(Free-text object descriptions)
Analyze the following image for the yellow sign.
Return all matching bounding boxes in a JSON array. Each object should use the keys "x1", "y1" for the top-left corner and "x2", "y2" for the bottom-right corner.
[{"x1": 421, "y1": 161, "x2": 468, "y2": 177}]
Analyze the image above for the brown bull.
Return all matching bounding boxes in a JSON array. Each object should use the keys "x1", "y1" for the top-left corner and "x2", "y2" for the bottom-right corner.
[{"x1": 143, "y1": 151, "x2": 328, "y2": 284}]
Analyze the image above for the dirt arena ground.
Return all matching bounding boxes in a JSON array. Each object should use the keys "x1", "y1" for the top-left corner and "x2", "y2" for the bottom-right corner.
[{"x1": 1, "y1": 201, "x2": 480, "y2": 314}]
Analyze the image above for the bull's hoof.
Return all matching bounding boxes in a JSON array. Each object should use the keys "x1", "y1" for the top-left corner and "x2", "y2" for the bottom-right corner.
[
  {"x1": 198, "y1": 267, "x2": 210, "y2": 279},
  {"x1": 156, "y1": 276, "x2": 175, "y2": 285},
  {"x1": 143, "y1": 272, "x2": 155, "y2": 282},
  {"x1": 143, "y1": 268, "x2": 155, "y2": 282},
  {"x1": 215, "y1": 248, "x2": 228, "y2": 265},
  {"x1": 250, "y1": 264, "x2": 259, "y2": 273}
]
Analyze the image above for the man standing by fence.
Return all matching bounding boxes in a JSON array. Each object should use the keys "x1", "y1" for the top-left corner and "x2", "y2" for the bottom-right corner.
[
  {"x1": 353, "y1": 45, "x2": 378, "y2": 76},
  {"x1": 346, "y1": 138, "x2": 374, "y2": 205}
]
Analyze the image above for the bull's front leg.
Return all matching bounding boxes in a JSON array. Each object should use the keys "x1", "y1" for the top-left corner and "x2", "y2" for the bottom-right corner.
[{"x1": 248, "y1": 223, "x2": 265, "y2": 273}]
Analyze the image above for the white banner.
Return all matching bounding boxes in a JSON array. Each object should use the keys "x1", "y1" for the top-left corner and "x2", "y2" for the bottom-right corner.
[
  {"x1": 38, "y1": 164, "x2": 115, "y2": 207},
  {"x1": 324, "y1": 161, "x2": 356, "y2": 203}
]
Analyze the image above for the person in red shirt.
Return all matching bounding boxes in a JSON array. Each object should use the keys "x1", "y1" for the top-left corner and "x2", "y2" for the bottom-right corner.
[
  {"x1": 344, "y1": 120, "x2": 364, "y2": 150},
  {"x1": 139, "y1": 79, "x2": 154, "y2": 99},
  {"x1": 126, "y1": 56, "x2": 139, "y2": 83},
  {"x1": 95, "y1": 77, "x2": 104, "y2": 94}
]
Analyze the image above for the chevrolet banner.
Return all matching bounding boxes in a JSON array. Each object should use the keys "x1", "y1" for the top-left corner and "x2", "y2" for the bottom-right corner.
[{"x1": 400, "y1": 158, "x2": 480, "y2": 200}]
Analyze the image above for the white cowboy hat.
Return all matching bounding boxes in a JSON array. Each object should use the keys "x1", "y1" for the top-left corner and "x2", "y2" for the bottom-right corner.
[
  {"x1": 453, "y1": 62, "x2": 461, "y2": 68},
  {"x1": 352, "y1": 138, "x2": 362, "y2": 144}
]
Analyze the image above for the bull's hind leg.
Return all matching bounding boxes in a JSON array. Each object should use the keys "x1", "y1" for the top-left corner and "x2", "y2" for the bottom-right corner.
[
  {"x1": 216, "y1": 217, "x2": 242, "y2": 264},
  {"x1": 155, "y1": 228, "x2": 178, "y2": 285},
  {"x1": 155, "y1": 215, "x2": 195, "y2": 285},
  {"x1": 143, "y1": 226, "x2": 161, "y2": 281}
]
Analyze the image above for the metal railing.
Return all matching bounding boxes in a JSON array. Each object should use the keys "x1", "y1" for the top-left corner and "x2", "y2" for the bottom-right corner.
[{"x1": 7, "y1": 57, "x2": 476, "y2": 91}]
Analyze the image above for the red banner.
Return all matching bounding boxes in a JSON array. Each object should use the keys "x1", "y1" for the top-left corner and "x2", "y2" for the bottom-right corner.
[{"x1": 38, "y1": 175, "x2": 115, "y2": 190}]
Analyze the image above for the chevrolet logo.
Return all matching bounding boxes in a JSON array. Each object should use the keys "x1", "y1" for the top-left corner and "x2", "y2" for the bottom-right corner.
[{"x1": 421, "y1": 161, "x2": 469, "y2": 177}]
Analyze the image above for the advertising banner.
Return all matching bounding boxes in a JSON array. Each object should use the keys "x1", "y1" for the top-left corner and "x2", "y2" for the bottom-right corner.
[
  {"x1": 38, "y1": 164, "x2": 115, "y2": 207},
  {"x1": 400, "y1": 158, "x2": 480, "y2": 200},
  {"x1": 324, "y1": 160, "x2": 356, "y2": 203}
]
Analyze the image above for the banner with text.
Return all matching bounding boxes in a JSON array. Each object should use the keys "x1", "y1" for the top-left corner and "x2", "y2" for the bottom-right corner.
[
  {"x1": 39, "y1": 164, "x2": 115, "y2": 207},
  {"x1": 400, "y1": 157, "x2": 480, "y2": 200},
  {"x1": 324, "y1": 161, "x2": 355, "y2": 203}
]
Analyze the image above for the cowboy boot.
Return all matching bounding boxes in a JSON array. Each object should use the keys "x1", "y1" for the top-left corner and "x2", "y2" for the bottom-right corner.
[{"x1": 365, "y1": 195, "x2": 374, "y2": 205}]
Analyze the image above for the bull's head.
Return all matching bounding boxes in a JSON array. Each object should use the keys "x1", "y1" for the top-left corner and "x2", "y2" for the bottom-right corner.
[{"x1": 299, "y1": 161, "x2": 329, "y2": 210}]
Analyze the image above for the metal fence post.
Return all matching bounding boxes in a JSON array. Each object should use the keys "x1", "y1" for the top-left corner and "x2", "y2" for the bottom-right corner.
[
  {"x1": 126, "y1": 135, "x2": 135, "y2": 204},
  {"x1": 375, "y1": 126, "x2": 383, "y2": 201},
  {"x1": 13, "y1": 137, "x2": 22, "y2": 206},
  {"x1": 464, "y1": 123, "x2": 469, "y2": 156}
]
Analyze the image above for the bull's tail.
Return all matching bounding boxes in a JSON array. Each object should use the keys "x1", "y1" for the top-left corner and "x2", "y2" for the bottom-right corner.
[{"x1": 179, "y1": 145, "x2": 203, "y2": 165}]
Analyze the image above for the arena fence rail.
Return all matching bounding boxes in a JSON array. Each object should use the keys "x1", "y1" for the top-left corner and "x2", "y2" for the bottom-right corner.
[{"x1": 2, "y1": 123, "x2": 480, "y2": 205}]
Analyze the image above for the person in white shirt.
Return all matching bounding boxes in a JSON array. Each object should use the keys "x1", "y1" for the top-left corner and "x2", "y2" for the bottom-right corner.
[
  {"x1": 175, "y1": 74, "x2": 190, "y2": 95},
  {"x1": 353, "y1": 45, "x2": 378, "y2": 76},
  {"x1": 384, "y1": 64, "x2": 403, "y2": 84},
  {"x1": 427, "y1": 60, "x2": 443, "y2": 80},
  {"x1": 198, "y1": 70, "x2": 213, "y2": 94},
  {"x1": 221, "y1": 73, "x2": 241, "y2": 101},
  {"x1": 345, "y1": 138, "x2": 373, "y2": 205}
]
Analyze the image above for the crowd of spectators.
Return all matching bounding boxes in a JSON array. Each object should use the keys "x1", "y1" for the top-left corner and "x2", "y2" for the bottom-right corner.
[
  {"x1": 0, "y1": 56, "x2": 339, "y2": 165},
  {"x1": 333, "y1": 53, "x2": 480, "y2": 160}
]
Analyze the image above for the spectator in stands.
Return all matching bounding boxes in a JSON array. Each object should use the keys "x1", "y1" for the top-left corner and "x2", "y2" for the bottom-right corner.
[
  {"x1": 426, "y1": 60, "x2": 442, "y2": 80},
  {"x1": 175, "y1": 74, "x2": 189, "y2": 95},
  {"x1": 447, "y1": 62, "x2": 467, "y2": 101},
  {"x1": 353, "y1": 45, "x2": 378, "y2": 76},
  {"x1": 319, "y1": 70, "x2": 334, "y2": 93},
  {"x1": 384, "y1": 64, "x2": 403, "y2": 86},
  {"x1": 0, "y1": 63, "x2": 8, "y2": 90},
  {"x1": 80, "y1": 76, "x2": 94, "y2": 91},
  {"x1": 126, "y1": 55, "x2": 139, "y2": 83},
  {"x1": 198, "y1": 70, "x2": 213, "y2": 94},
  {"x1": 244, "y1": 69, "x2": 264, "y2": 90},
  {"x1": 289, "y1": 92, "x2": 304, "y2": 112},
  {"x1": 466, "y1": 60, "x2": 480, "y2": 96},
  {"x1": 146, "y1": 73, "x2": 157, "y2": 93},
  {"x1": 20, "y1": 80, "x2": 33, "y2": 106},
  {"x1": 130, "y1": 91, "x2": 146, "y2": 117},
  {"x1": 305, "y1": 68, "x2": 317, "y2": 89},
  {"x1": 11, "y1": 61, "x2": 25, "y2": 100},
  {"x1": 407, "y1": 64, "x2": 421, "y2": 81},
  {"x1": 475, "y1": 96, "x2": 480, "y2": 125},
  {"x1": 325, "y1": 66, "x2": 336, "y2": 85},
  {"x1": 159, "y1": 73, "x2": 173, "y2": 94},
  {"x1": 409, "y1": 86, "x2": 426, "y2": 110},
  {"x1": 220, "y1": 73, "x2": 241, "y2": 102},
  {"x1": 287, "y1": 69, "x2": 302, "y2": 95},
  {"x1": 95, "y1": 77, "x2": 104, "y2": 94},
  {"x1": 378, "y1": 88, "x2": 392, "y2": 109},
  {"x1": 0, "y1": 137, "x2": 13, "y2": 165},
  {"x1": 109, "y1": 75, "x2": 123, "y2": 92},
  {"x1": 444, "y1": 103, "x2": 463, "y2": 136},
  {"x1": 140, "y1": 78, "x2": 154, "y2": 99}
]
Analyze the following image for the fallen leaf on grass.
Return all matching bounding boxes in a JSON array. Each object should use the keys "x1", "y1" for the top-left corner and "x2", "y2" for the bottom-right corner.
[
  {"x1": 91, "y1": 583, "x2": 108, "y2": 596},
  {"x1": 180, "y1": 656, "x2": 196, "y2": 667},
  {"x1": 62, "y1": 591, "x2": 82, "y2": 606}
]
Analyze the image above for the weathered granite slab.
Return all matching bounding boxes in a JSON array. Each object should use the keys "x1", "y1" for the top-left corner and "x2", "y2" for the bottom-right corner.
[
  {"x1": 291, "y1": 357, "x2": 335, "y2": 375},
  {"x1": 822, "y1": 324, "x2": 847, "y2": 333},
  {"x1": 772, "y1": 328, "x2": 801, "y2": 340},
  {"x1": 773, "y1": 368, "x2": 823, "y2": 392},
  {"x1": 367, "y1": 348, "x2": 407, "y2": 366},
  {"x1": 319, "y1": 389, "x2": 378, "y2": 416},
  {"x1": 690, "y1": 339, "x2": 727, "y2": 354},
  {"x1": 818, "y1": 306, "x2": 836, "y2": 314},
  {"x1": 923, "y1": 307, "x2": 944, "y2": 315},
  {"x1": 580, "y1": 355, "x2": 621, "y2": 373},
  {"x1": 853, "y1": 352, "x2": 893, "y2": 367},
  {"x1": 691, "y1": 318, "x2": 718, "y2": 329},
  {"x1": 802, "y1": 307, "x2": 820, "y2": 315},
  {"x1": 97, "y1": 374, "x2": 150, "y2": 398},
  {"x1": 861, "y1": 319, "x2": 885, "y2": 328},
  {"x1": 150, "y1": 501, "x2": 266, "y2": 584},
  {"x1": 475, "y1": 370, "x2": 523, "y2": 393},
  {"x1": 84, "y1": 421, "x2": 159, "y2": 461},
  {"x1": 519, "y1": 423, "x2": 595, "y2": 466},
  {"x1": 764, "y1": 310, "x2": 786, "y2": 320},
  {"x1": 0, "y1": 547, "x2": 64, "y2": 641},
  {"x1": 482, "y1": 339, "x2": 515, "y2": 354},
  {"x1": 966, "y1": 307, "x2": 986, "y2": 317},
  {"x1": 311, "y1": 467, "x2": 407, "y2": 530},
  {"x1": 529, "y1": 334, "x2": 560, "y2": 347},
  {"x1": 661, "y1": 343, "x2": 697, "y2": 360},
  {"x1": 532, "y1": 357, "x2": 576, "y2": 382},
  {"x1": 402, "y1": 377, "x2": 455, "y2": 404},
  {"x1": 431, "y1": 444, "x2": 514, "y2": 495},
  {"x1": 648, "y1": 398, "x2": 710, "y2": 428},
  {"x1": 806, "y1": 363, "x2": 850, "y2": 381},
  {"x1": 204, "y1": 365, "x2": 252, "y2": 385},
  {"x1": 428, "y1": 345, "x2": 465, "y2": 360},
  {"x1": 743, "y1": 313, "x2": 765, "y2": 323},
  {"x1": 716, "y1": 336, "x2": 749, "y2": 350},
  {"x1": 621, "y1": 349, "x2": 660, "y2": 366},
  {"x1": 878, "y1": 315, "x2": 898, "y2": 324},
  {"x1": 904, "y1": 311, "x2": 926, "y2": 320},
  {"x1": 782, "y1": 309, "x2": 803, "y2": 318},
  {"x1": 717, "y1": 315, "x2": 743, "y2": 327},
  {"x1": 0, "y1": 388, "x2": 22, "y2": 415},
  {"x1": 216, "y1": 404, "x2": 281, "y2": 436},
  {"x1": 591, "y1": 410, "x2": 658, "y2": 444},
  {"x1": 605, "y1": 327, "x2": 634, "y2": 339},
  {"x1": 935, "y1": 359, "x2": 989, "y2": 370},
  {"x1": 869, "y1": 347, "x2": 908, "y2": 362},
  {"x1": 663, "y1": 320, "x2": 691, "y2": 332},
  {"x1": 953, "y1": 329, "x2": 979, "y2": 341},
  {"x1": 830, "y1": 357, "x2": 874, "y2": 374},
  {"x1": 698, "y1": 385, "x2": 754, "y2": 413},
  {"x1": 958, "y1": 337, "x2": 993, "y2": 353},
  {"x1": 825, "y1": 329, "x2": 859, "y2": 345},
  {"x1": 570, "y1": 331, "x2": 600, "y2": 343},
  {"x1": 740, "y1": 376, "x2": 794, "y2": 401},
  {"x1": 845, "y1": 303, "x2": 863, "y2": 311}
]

*Exercise aim*.
Some lines above hold the word "arena". Copy all of them.

*Answer section*.
Analyze the image above for the dirt arena ground.
Analyze the image above for the arena fence rail.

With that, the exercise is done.